(Referring expression data)
◇ ◇ ◇ ◇

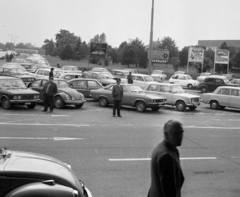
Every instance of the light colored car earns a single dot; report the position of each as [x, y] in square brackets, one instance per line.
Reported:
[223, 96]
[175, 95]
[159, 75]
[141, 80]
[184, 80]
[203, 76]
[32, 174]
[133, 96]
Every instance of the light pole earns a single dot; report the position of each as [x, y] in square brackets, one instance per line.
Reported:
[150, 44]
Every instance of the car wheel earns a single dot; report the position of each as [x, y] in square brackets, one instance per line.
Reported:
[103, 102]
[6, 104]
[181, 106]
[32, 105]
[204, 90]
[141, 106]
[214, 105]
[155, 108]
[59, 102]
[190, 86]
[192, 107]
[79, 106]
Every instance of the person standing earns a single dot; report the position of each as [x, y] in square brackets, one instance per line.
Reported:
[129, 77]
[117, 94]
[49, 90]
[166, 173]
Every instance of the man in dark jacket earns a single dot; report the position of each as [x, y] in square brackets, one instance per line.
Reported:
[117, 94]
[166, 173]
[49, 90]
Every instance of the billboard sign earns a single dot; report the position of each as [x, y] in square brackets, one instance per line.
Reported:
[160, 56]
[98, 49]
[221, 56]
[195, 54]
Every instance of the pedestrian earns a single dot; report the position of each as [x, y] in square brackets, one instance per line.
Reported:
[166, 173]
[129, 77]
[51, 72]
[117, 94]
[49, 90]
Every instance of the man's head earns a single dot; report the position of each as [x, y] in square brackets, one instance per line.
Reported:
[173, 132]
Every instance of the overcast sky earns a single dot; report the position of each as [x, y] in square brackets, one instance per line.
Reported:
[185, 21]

◇ ◇ ◇ ◇

(Assigned task): What you give back must match the lines from the start of the records through the line that contains "Every instance of the car", exactly, with the pictures left out.

(Result below):
Every instance of the light colored car earns a single dot; report the position of each as [x, y] in square brackets, one instance per line.
Reported:
[223, 96]
[175, 95]
[159, 75]
[141, 80]
[184, 80]
[203, 76]
[32, 174]
[133, 96]
Every instance of the light pole earns a single dot; report the position of each as [x, y] in square brackets, one instance per line.
Reported:
[150, 44]
Every instance of the car wheel earns a single dot; report the position of each as [x, y] in square brackets, one instance per line.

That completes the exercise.